* Aim of the exercise
Your answer must be an exact copy of the records below.

(Dataset items)
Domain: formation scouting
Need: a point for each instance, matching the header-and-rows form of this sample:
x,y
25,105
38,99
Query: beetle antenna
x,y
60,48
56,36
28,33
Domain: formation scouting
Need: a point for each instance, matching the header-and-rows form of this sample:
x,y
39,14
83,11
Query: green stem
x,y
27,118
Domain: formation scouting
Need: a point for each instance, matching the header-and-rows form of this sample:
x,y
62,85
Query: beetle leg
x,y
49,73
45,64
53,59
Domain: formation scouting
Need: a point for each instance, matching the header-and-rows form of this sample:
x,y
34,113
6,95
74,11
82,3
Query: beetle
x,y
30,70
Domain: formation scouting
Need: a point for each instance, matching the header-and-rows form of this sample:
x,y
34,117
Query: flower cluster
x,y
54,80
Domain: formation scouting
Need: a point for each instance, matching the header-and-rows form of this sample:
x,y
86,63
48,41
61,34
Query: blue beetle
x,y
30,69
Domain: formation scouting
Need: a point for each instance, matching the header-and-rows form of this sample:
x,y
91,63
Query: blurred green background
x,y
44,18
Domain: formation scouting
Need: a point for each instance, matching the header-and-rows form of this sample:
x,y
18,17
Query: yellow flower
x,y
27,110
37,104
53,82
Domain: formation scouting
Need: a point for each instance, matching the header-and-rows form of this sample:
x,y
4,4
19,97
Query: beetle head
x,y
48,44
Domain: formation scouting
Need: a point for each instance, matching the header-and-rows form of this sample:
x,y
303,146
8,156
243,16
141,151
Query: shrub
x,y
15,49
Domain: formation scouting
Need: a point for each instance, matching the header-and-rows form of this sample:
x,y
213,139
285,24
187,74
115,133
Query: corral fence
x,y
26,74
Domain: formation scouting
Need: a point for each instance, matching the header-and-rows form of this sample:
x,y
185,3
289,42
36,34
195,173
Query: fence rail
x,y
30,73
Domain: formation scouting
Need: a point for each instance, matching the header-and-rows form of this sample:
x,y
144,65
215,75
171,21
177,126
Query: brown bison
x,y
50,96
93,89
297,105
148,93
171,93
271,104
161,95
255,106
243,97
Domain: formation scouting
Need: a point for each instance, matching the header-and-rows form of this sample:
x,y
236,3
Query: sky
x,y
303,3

* Reply
Domain: formation scouting
Need: a point for each instance, matching the header-and-rows form of this sample:
x,y
25,105
38,99
Query: beetle antenna
x,y
60,48
56,36
28,33
Domain: formation scouting
Need: a point for each instance, matching the header-and-rows form of this sample:
x,y
39,14
83,11
Query: green stem
x,y
27,118
Domain: formation scouting
Need: a point for each instance, matching the header-and-rows form of this sample:
x,y
62,85
Query: beetle leg
x,y
49,73
45,64
53,59
Domain: formation scouting
Need: a point for each instance, matching the header-and-rows form of this sample:
x,y
34,113
6,95
74,11
82,3
Query: beetle
x,y
30,70
Domain: formation scouting
Need: a point for each instance, matching the header-and-rows form of this sample:
x,y
34,117
Query: flower cluster
x,y
54,80
Domain: formation scouting
Need: a point for each instance, matching the header-and-rows form of this sample:
x,y
86,63
48,41
61,34
Query: blue beetle
x,y
30,69
Domain: formation scouting
Need: a point for each instance, matching the header-and-rows form of this sample:
x,y
91,63
Query: blurred green background
x,y
44,18
Domain: formation scouting
Need: a point for each instance, matching the header-and-rows form of this sample:
x,y
18,17
Query: yellow flower
x,y
27,110
37,104
53,82
Domain: formation scouting
Need: a point for each instance, matching the header-and-rows form of this sample:
x,y
4,4
19,97
Query: beetle head
x,y
48,44
Domain: formation scouting
Need: a point for each instance, matching the header-and-rows form of this sample:
x,y
303,146
8,156
243,16
141,151
Query: shrub
x,y
15,49
Domain: formation scouting
Need: a point for each instance, matching the header-and-rows form of this sample:
x,y
213,139
285,24
187,74
115,133
Query: corral fence
x,y
26,74
Domain: formation scouting
Need: a point for each instance, matching the header-and-rows form of this sample:
x,y
185,3
289,42
36,34
195,173
Query: fence rail
x,y
30,73
Domain: formation scouting
Need: a point for each instance, matching the header-and-rows form of this sample:
x,y
144,65
215,75
171,21
177,126
Query: brown bison
x,y
50,96
93,89
297,105
148,93
171,93
271,104
161,95
255,106
243,97
Domain: formation scouting
Need: a point for each instance, matching the header-and-rows form of this sample:
x,y
236,3
Query: sky
x,y
303,3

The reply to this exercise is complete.